(Directions):
Transcribe all the entries word for word, but omit the images.

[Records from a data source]
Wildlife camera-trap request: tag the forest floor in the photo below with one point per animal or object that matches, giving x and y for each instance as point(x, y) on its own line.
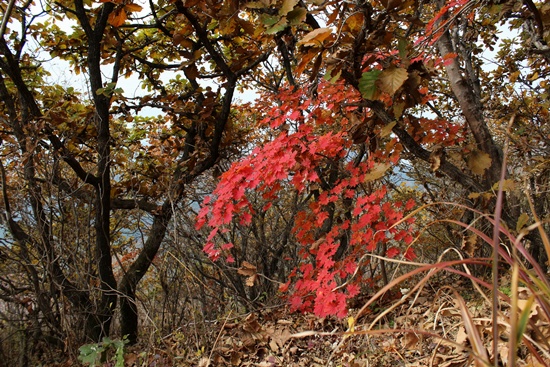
point(424, 329)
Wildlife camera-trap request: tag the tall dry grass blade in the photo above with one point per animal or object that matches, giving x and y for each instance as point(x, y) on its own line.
point(473, 335)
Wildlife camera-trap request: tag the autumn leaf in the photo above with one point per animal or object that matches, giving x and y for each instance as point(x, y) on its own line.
point(117, 17)
point(478, 162)
point(367, 84)
point(315, 38)
point(132, 8)
point(378, 171)
point(287, 6)
point(391, 79)
point(248, 270)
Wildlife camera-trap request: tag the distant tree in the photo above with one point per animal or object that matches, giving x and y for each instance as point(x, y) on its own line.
point(82, 169)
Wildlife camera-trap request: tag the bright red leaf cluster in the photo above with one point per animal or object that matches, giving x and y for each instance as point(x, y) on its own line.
point(310, 135)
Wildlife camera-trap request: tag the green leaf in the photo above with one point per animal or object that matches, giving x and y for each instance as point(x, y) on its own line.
point(402, 44)
point(378, 171)
point(524, 318)
point(478, 162)
point(367, 84)
point(392, 79)
point(287, 6)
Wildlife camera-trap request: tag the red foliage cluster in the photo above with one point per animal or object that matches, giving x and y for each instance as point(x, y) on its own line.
point(310, 134)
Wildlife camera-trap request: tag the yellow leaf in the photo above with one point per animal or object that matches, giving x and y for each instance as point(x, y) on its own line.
point(386, 130)
point(316, 37)
point(133, 8)
point(391, 79)
point(117, 17)
point(287, 6)
point(507, 185)
point(378, 171)
point(478, 162)
point(522, 221)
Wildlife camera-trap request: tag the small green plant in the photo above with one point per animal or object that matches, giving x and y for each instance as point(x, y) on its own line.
point(95, 354)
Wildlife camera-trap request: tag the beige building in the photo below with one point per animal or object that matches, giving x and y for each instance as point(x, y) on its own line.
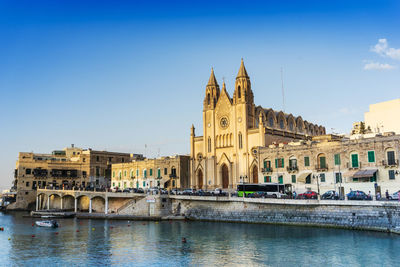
point(384, 117)
point(233, 129)
point(69, 167)
point(336, 163)
point(165, 172)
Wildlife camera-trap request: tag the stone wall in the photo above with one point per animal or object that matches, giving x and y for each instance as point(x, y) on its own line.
point(367, 215)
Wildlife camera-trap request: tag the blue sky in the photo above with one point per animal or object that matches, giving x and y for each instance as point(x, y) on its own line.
point(117, 75)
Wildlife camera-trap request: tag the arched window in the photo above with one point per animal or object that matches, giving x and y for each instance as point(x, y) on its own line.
point(282, 124)
point(271, 121)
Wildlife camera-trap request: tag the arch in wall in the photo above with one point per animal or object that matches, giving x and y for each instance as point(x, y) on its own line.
point(225, 176)
point(200, 179)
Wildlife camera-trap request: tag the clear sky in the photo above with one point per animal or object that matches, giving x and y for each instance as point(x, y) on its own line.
point(117, 75)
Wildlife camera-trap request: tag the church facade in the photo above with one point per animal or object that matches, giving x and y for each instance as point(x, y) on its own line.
point(233, 129)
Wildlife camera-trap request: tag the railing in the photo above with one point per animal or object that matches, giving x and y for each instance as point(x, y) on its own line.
point(266, 170)
point(390, 163)
point(321, 168)
point(350, 166)
point(292, 168)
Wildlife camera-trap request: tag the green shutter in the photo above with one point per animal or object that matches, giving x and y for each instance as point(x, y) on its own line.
point(337, 159)
point(306, 161)
point(371, 156)
point(354, 160)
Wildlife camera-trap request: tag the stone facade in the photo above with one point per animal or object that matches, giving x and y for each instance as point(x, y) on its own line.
point(232, 129)
point(365, 215)
point(165, 172)
point(68, 167)
point(368, 163)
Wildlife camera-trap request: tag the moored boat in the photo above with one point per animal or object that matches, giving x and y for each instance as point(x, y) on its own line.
point(51, 223)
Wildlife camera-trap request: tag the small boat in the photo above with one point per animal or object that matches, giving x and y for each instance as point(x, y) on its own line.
point(51, 224)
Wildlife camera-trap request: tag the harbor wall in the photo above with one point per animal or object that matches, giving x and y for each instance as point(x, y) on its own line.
point(365, 215)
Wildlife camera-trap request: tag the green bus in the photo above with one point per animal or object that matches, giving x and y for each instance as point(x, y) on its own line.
point(272, 189)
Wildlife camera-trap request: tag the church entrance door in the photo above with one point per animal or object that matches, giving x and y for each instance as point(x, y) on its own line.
point(225, 176)
point(255, 174)
point(199, 179)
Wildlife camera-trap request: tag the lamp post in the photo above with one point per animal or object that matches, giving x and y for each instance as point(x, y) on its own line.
point(316, 176)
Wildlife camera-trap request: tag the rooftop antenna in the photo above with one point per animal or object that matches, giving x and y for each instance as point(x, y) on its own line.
point(283, 91)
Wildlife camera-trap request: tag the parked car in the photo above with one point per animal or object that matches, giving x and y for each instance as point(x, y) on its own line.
point(308, 195)
point(395, 195)
point(358, 195)
point(331, 194)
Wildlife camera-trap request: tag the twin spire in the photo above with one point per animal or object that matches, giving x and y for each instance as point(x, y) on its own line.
point(241, 74)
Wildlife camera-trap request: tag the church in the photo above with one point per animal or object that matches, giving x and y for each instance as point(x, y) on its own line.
point(233, 129)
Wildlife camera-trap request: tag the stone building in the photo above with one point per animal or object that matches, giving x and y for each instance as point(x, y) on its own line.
point(165, 172)
point(330, 162)
point(232, 129)
point(69, 167)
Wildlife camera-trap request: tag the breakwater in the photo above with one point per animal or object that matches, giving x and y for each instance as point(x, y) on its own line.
point(362, 215)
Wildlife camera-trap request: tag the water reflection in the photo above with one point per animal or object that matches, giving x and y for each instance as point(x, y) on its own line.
point(121, 243)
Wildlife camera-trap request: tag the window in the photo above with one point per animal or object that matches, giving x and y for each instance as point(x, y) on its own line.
point(354, 160)
point(391, 159)
point(282, 124)
point(267, 165)
point(338, 176)
point(337, 159)
point(267, 179)
point(271, 121)
point(279, 163)
point(371, 156)
point(391, 175)
point(306, 161)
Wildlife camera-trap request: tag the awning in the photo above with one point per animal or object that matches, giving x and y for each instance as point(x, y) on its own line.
point(302, 177)
point(365, 173)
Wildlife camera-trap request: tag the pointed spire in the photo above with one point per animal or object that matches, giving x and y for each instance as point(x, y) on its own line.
point(212, 80)
point(242, 71)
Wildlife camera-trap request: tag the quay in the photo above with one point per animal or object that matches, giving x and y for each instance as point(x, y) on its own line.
point(350, 214)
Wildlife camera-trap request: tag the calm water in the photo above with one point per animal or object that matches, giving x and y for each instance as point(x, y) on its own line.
point(208, 244)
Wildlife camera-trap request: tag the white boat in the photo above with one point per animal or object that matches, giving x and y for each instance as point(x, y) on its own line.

(Completed exercise):
Wildlife camera-trap request: tag the forest floor in the photo below with one point per animal or object that matches, giving x and y for each instance as point(x, y) on its own line.
point(424, 329)
Wildlife camera-trap request: tag the tall dry grass blade in the photo above with one point per animal or object that matches, giving x and y for each instance as point(x, y) on its own line.
point(473, 335)
Wildlife camera-trap request: tag the autumn leaf in the photo above with one point per animal or object that matches, giving x and y for each instance as point(x, y) on its own line.
point(117, 17)
point(478, 162)
point(367, 84)
point(315, 38)
point(132, 8)
point(378, 171)
point(287, 6)
point(391, 79)
point(248, 270)
Wildlife camera-trap request: tag the distant tree in the photo above with one point per animal or object that matches, giving x and y for each instance as point(x, y) on its own line.
point(82, 169)
Wildlife camera-trap request: tag the bright red leaf cluster in the photo above with one point per animal or object that matches, giving x and y for each instance as point(x, y) on its own line.
point(310, 135)
Wildlife camera-trap request: tag the green leaf in the photo above with one point per animal or object that matches, giving x and y for each instance as point(x, y) on its own line.
point(402, 44)
point(378, 171)
point(524, 318)
point(478, 162)
point(367, 84)
point(392, 79)
point(287, 6)
Wildlife camera-trap request: tag the red foliage cluster in the photo above with one point per animal or object that matches, giving x and y for each instance as point(x, y) on its own line.
point(310, 134)
Wildlife camera-trap request: tag the yellow leaf in the photo above with one point per animal or object that matches, giving x and y for each instance as point(x, y) on its own line.
point(386, 130)
point(316, 37)
point(133, 8)
point(391, 79)
point(117, 17)
point(287, 6)
point(507, 185)
point(378, 171)
point(478, 162)
point(522, 221)
Wildlife camera-trap request: tag the small green plant in the photo above with one point per animal or object that matches, giving x and y for each instance as point(x, y) on its own line.
point(95, 354)
Wildlife camera-trap request: tag the beige building in the photo below with one point per animal or object that matches, giving x and y for each instance as point(x, y) on its own line.
point(384, 117)
point(233, 129)
point(69, 167)
point(336, 163)
point(165, 172)
Wildlife camera-trap request: tag the stone wall in the photo above with one point per animal or object that matches, giving x and y for each instance as point(x, y) on its own line.
point(367, 215)
Wildlife camera-trap request: tag the blue sky in the photo above with one point per animal or object that matches, giving x and y for each instance as point(x, y) on its own line.
point(117, 75)
Wildlife camera-trap request: tag the arched window in the photo above with one point per animal or object that matches, giving x and y for each instance as point(x, y) on its own line.
point(282, 124)
point(271, 121)
Wildlife camera-trap request: tag the arch in wall in the photo above with one point per animal or object that matches, giving x and y for each instance as point(x, y) on its own line.
point(225, 176)
point(200, 179)
Wildlife camera-trap request: tag the clear sky in the photo above with one point per animal or object that matches, giving x and y for each instance as point(x, y) on its own line.
point(117, 75)
Wildlife camera-trap request: tag the church facade in the photo above with one point per animal or object that matches, giving x and y for each instance as point(x, y) on its own line.
point(233, 129)
Wildlife camera-trap request: tag the railing in the photo above with one point per animal or object that matches, giving x and y for each instance as point(x, y) on its own line.
point(266, 170)
point(390, 163)
point(321, 168)
point(350, 166)
point(292, 168)
Wildlife camera-trap request: tag the green shutter in the photo above with one point per animal or object that matches, giving x and y for each instance as point(x, y) on its own line.
point(337, 159)
point(306, 161)
point(371, 156)
point(354, 160)
Wildlife camera-trap request: tag the stone facade in the photo above with one point per animal or object that matches, giving x and y for each instance as point(x, y) on its own line.
point(232, 129)
point(365, 215)
point(165, 172)
point(68, 167)
point(368, 163)
Wildlife camera-trap request: tag the moored boat in the photo above with one point per animal or object that matches, giving x and y for each instance as point(x, y) on its own line.
point(51, 223)
Wildlife camera-trap request: tag the small boat in the photo above with one point per animal or object that matches, giving x and y for each instance as point(x, y) on its own line.
point(51, 224)
Wildlife camera-trap request: tag the harbor wall in the photo above with one point per animal or object that matches, giving x and y for each instance as point(x, y) on its own line.
point(365, 215)
Wildlife camera-trap request: tag the green bus in the photo above with one point per animal or object that matches, giving x and y for each instance as point(x, y) on its own line.
point(272, 189)
Wildlife camera-trap request: tag the church entrance door in the photo above with one point per animal or object that matches, giving x and y for each instance as point(x, y) on its own line.
point(225, 176)
point(255, 174)
point(199, 179)
Wildlife camera-trap request: tag the lamp post in the photo above with one point per animal or object that matches, giving x and y for each instance as point(x, y) on its own line.
point(316, 176)
Wildlife camera-trap request: tag the rooftop antenna in the photo above with one point per animal or object that matches, giving x and y for each instance as point(x, y) on its own line.
point(283, 91)
Wildlife camera-trap request: tag the parked car in the photo above with one point per animal or object that matches, giving x and y for each instance as point(x, y) on its own line.
point(308, 195)
point(395, 195)
point(358, 195)
point(331, 194)
Wildlife camera-trap request: tag the twin spire in the photo above with one point per animal or object that matches, giving x and y for each instance as point(x, y) on its own line.
point(241, 74)
Wildlife camera-trap request: tag the church in the photo above with one point per animal or object that matches, giving x and y for each instance as point(x, y) on its own line.
point(233, 129)
Wildlife camera-trap request: tag the stone building in the photo above with one point per animal or object that matches, giving x and y for each instance as point(x, y) on its own line.
point(165, 172)
point(330, 162)
point(232, 129)
point(69, 167)
Wildlife camera-trap request: tag the breakwater in the photo above with one point per animal or object that matches, giving x and y for each instance as point(x, y) on its own line.
point(362, 215)
Wildlife camera-trap request: tag the water reflection in the photo above with one point per animal or object that matches, giving x and y for each instance as point(x, y) on its own line.
point(121, 243)
Wildlife camera-trap request: tag the window in the photo above with one point per animal or object that matches, giving x and y for each instance as point(x, y) on its own line.
point(354, 160)
point(391, 159)
point(282, 124)
point(267, 165)
point(338, 176)
point(337, 159)
point(267, 179)
point(271, 121)
point(279, 163)
point(371, 156)
point(391, 175)
point(306, 161)
Wildlife camera-trap request: tag the awning in the photo above with one point per animal or object that matches, giving x and y for each instance as point(x, y) on its own line.
point(302, 177)
point(365, 173)
Wildlife camera-trap request: tag the pointed spire in the photo above with one point per animal or object that matches, giving x and y for each instance as point(x, y) on its own line.
point(212, 80)
point(242, 71)
Wildlife camera-trap request: tag the quay in the photo above with one point per animal or object that matches, giving x and y for each instance as point(x, y) on its own line.
point(350, 214)
Wildlife camera-trap request: tag the calm water in the photo above with one point per animal or object that matches, giving x and y for each instance as point(x, y) on its own line.
point(208, 244)
Wildlife camera-trap request: tag the white boat in the photo above with one point per animal or object that matches, giving x and y for each instance as point(x, y) on its own line.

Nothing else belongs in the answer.